[Excerpts from a pointing dataset]
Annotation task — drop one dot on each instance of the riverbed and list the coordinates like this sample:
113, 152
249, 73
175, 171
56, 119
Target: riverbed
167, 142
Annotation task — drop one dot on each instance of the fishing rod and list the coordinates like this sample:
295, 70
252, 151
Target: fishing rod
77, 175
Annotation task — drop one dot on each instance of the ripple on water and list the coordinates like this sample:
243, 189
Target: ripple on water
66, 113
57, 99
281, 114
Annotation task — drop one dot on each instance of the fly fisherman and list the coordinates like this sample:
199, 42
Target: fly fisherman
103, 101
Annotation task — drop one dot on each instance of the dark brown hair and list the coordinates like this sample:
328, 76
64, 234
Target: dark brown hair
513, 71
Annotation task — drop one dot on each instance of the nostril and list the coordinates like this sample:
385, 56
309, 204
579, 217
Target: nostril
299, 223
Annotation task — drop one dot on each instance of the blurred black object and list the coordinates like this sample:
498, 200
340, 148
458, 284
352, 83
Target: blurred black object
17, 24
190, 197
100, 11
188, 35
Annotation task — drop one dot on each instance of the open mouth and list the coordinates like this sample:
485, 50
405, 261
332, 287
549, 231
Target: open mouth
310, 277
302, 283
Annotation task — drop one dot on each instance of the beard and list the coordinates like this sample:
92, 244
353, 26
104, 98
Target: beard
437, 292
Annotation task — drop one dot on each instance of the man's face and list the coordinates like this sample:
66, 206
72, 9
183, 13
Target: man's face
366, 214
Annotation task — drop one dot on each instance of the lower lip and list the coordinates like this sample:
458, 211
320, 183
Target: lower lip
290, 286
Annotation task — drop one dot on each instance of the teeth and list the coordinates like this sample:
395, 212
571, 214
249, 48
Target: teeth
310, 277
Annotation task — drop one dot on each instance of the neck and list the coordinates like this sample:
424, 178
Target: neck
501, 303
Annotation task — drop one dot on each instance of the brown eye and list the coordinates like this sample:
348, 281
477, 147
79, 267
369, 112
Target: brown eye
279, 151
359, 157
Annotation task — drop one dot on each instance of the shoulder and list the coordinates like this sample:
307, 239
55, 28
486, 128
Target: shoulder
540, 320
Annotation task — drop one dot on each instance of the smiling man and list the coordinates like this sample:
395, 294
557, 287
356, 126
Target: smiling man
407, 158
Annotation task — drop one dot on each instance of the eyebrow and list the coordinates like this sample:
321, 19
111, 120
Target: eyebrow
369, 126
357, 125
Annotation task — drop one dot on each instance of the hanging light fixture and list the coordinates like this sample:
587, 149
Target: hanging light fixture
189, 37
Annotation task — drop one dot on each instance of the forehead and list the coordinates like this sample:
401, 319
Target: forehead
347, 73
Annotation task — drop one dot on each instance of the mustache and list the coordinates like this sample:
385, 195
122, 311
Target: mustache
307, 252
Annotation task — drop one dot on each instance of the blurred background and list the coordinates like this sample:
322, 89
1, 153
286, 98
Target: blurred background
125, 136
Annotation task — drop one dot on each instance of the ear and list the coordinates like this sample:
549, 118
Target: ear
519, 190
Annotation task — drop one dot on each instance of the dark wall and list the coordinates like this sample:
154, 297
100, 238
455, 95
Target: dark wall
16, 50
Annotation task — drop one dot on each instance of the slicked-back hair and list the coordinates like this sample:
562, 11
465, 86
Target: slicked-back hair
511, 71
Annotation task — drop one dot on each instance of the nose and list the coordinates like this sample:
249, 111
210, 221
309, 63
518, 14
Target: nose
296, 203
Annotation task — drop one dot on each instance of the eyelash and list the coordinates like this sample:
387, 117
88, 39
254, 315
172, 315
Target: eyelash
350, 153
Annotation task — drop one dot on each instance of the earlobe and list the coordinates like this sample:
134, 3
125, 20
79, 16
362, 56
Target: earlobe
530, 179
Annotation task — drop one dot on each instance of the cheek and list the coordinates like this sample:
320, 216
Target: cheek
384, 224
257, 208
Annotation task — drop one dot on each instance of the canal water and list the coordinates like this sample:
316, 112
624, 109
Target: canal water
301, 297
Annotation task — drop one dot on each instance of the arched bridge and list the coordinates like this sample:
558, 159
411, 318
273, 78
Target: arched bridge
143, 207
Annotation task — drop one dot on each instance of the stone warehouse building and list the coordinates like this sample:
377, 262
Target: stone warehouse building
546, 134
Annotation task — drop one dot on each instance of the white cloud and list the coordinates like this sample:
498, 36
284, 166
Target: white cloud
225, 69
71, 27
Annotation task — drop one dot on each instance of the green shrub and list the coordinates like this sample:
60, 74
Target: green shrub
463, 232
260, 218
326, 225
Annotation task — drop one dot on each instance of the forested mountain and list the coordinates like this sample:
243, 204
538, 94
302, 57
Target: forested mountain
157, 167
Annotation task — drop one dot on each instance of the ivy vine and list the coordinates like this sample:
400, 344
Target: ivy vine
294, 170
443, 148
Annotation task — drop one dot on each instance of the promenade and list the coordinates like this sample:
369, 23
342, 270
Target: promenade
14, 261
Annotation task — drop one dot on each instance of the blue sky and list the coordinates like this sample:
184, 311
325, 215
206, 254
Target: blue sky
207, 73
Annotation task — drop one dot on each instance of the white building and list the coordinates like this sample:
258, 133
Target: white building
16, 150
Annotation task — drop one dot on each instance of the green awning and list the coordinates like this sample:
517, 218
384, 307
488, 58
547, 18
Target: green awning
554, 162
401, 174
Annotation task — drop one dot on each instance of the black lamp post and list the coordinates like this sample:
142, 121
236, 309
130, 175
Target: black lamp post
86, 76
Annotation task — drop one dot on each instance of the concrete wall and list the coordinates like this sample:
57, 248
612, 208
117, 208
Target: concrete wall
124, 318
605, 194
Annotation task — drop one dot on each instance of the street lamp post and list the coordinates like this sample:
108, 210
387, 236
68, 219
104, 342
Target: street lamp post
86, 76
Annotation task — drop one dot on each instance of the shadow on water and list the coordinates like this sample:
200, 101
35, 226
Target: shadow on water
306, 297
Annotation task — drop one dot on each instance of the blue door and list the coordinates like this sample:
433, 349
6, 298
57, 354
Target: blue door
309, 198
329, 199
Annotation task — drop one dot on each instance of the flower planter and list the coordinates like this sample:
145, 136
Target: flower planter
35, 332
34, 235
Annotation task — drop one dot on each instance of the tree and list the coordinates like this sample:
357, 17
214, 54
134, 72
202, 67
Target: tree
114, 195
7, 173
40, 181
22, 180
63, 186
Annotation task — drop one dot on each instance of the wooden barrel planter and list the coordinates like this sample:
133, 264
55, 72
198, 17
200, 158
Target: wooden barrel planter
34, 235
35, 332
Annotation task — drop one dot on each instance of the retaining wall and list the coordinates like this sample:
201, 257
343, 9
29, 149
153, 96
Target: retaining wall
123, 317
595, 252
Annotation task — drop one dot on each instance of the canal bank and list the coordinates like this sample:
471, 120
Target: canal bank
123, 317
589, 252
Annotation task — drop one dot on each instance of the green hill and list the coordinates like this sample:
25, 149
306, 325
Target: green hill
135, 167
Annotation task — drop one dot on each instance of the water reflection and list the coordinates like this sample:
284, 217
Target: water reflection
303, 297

### What you will do
Reproduce all of the entries above verbatim.

### Worked answer
Annotation task — drop one dot on each instance of the riverbed and list the coordinates like this sample:
113, 152
249, 73
175, 171
56, 119
Target: riverbed
167, 142
Annotation task — drop one dot on each instance of the fishing rod and list the coordinates like this sample:
295, 70
252, 151
Target: fishing rod
77, 175
Annotation task — drop one dot on each instance of the ripple on water and list the coordinates like this sample:
243, 189
Target: ripple on water
66, 113
57, 99
281, 114
Annotation task — drop one dot on each instance of the fly fisherman and list the coordinates like this sample:
199, 42
Target: fly fisherman
103, 101
Annotation task — drop one dot on each instance of the dark brown hair and list the coordinates like this sample:
328, 76
64, 234
Target: dark brown hair
513, 71
Annotation task — drop one dot on each instance of the nostril and list the coordinates like this sample:
385, 56
309, 204
579, 217
Target: nostril
299, 223
Annotation task — drop one dot on each instance of the blurred black object and list the coordinates like this sample:
498, 200
340, 148
458, 284
352, 83
Target: blurred black object
17, 24
190, 197
100, 11
188, 35
Annotation task — drop one dot on each instance of the open mouth and list the coordinates like this sample:
485, 50
405, 261
332, 287
549, 231
Target: open mouth
310, 277
302, 283
Annotation task — drop one dot on each instance of the beard and list the coordinates like this sample:
92, 244
353, 26
104, 98
Target: beard
437, 292
Annotation task — drop one dot on each instance of the man's face and list the coordinates like this sample:
66, 206
72, 9
183, 13
Target: man's face
366, 214
Annotation task — drop one dot on each instance of the lower lip and list the coordinates like this sample:
458, 211
320, 183
Target: lower lip
290, 286
Annotation task — drop one dot on each instance of the teeth and list the coordinates like this sample:
395, 212
571, 214
249, 48
Target: teeth
310, 277
Annotation task — drop one dot on each instance of the neck and list the coordinates like this sample:
424, 178
Target: neck
501, 303
Annotation task — drop one dot on each instance of the brown eye and list the coordinates like this sample:
348, 281
477, 147
79, 267
369, 112
Target: brown eye
279, 151
359, 157
Annotation task — drop one dot on each instance of the shoulder and list the coordinates like this sample:
307, 239
55, 28
486, 128
Target: shoulder
540, 320
Annotation task — drop one dot on each instance of the smiling man and list the coordinates like this sample:
395, 294
557, 287
356, 126
Target: smiling man
407, 158
Annotation task — drop one dot on each instance of the eyebrow and list the coordinates like this sample:
321, 19
111, 120
Target: eyebrow
369, 126
357, 125
Annotation task — drop one dot on each instance of the hanging light fixture and list the coordinates like this sample:
587, 149
Target: hanging light fixture
189, 37
Annotation task — drop one dot on each instance of the forehead and list the coordinates like this sample:
401, 319
Target: forehead
347, 73
Annotation task — drop one dot on each instance of the mustache and list the coordinates like this sample:
385, 195
122, 311
Target: mustache
307, 252
Annotation task — drop one dot on each instance of the blurred background and list the coordinates like this sample:
322, 89
1, 153
286, 98
Target: blurred background
125, 136
Annotation task — drop one dot on each instance of the ear and list the coordinates like this sample:
549, 118
Target: ear
519, 190
Annotation task — drop one dot on each instance of the dark wall and list the coordinates like this sample:
154, 297
100, 238
455, 95
Target: dark wall
16, 50
Annotation task — drop one dot on each instance of the slicked-back hair and list the coordinates like this sample:
562, 11
465, 86
Target: slicked-back hair
511, 71
Annotation task — drop one dot on each instance of the nose and list the coordinates like this sample:
249, 111
210, 221
309, 63
518, 14
Target: nose
296, 203
Annotation task — drop one dot on each instance of the eyelash and list the coordinates like this sample:
387, 117
88, 39
254, 315
172, 315
Target: eyelash
350, 153
Annotation task — drop one dot on each instance of the earlobe and list the coordinates like this sample:
134, 3
125, 20
79, 16
362, 56
Target: earlobe
530, 179
Annotation task — drop one dot on each instance of the cheek and list the coordinates like this sample:
320, 216
Target: cheek
384, 224
257, 208
Annotation task — drop one dot on each instance of the canal water and list the coordinates like this sample:
316, 112
624, 109
Target: canal water
301, 297
Annotation task — drop one dot on each instance of the arched bridge and list the coordinates like this sample:
558, 159
411, 318
273, 78
Target: arched bridge
143, 207
Annotation task — drop one dot on each instance of the stone warehouse building and list the coordinates like this sample:
377, 262
Target: stone warehouse building
546, 134
Annotation task — drop one dot on each instance of the white cloud and list the coordinates like this sample:
498, 36
284, 166
Target: white cloud
225, 69
71, 27
Annotation task — drop one dot on each instance of the green shrub and list the coordinates like this sample:
60, 74
Target: green shrub
463, 232
260, 218
326, 225
Annotation task — drop one dot on each instance of the forested mountain and list the coordinates like this sample:
243, 204
538, 94
302, 57
Target: forested mountain
157, 167
Annotation task — drop one dot on each instance of the ivy vine and list the coordinates like this sample:
400, 344
Target: ivy vine
294, 170
443, 148
Annotation task — drop one dot on each instance of the promenade and list the coordinates like this sample:
369, 23
342, 270
Target: promenade
14, 261
Annotation task — drop one dot on each instance of the blue sky and list the coordinates like this sample:
184, 311
325, 215
206, 254
Target: blue sky
207, 73
Annotation task — drop one dot on each instance of the white building and list the coordinates like this sample:
258, 133
Target: white building
16, 150
Annotation task — drop one dot on each instance of the green awning and list the coordinates like this sample:
517, 218
384, 307
488, 58
547, 18
Target: green awning
554, 162
401, 174
Annotation task — drop one dot on each instance of the black lamp post and list the coordinates like this sample:
142, 121
236, 309
130, 175
Target: black lamp post
86, 76
Annotation task — drop one dot on each instance of the concrete wall and list the coordinates like this sample:
57, 248
612, 208
117, 208
Target: concrete wall
124, 318
605, 194
Annotation task — drop one dot on each instance of the street lamp post and list the coordinates like this sample:
108, 210
387, 236
68, 219
104, 342
Target: street lamp post
86, 76
Annotation task — drop one dot on each instance of the shadow on water and list the coordinates like this sample:
200, 101
35, 226
Target: shadow on water
306, 297
Annotation task — drop one dot on each instance of the blue door and list the coordinates like this sample:
433, 349
6, 298
57, 354
Target: blue door
309, 198
329, 199
Annotation task — drop one dot on each instance of the flower planter and list the coordinates like this sample:
145, 136
Target: flower planter
35, 332
34, 235
Annotation task — drop one dot on each instance of the tree and list the coordinates like this sample:
357, 17
214, 54
134, 72
202, 67
Target: tree
114, 195
7, 173
40, 181
22, 180
63, 186
Annotation task — drop one dot on each instance of the wooden barrel planter and list the coordinates like this sample:
133, 264
55, 72
198, 17
200, 158
Target: wooden barrel planter
34, 235
35, 332
Annotation task — drop one dot on each instance of the retaining wall and list the coordinates like this sample:
201, 257
343, 9
29, 149
153, 96
Target: retaining wall
123, 317
595, 252
Annotation task — drop one dot on each instance of the canal bank and list the coordinates like this sample:
471, 120
Target: canal bank
123, 317
589, 252
Annotation task — drop one dot on each instance of the green hill and list the coordinates like this sample:
25, 149
306, 325
Target: green hill
135, 167
Annotation task — drop one dot on each instance of the water reflection and list the coordinates like this sample:
284, 217
Target: water reflection
303, 297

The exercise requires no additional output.